start Extracted material

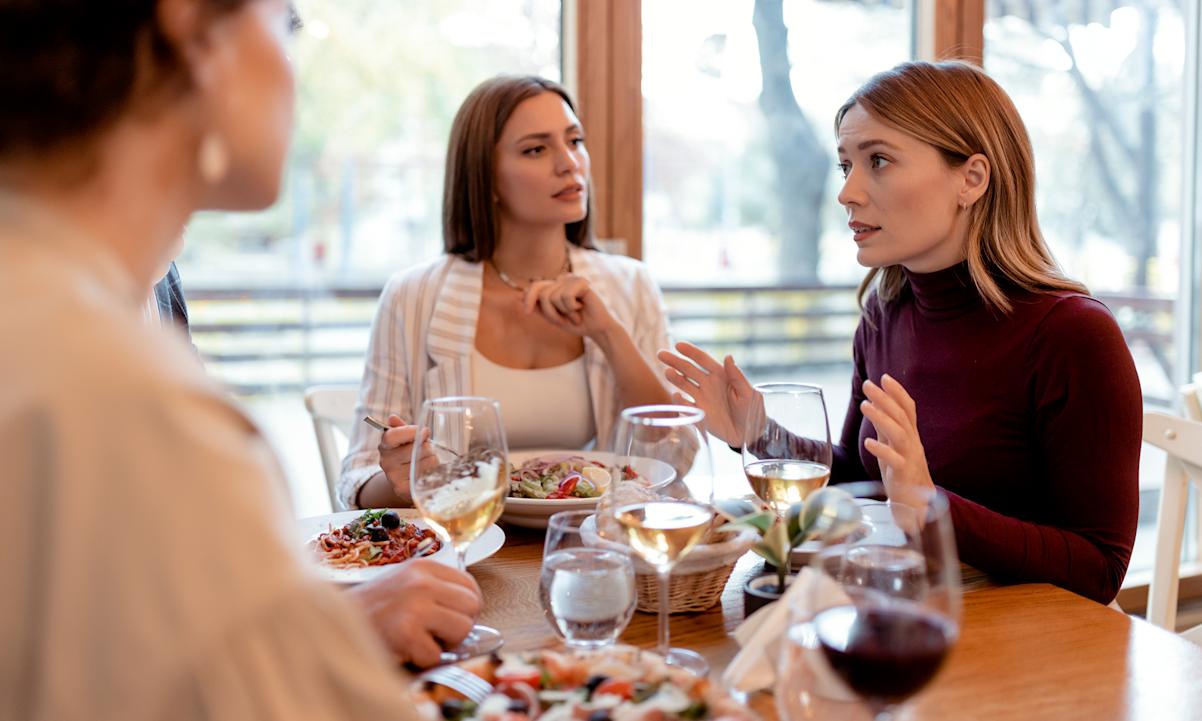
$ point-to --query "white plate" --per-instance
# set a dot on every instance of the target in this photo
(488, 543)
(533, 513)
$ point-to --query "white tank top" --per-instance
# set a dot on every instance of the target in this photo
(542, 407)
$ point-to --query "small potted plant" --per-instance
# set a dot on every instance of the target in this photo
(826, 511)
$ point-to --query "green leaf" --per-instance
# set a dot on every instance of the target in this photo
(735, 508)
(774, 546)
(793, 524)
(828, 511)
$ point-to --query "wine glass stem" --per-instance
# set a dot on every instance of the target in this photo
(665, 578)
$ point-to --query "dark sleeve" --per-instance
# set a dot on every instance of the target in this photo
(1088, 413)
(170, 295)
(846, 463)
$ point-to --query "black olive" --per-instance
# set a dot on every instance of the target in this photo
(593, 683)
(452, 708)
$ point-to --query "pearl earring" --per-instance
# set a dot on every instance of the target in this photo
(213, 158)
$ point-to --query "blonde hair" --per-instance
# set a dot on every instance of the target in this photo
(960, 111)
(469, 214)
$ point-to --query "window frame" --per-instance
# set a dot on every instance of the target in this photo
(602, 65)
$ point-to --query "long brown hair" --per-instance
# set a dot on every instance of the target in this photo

end Extracted material

Request. Arrange every line of the records above as a Markdown table with the columns Row and Line, numbering each row and omitting blank lines. Leave the pictures out of the table.

Solution.
| Row | Line |
|---|---|
| 1 | $ point-to --query "white plate" --per-instance |
| 2 | # set a dot on every instance of the target in this photo |
| 3 | (488, 543) |
| 4 | (533, 513) |
| 5 | $ point-to --query "white tank top" --per-instance |
| 6 | # set a dot on every instance of the target in this photo |
| 7 | (542, 407) |
| 8 | $ point-to --query "small potted plant" --per-instance |
| 9 | # set a dot on every instance of the target in this photo |
| 10 | (826, 511) |
| 11 | $ point-to --query "green leaf" --per-instance |
| 12 | # set a dot on every instance of the target in this photo |
| 13 | (735, 508) |
| 14 | (774, 546) |
| 15 | (793, 524) |
| 16 | (828, 511) |
| 17 | $ point-to --query "wine glass stem" --per-instance |
| 18 | # set a dot on every instance of the target in this photo |
| 19 | (665, 578) |
| 20 | $ point-to --query "dark sleeve" --per-instance |
| 21 | # set a dot on every instance of the target in this photo |
| 22 | (1088, 413) |
| 23 | (170, 295) |
| 24 | (846, 463) |
| 25 | $ point-to --query "black olive" --per-instance |
| 26 | # set a dot on every instance of the target in this photo |
| 27 | (593, 683) |
| 28 | (452, 708) |
| 29 | $ point-to --query "pearl earring" --per-instance |
| 30 | # set a dot on every instance of the target in this photo |
| 31 | (213, 158) |
| 32 | $ point-to --query "blonde hair" --per-instance |
| 33 | # set a dot on every instance of the target in this photo |
| 34 | (960, 111) |
| 35 | (469, 214) |
| 36 | $ point-to --query "window frame" --per-instance |
| 37 | # set a dot on every instance of the target in this photo |
| 38 | (602, 65) |
| 39 | $ point-to --query "long brown hair" --per-instance |
| 40 | # set a dot on every instance of the target in this photo |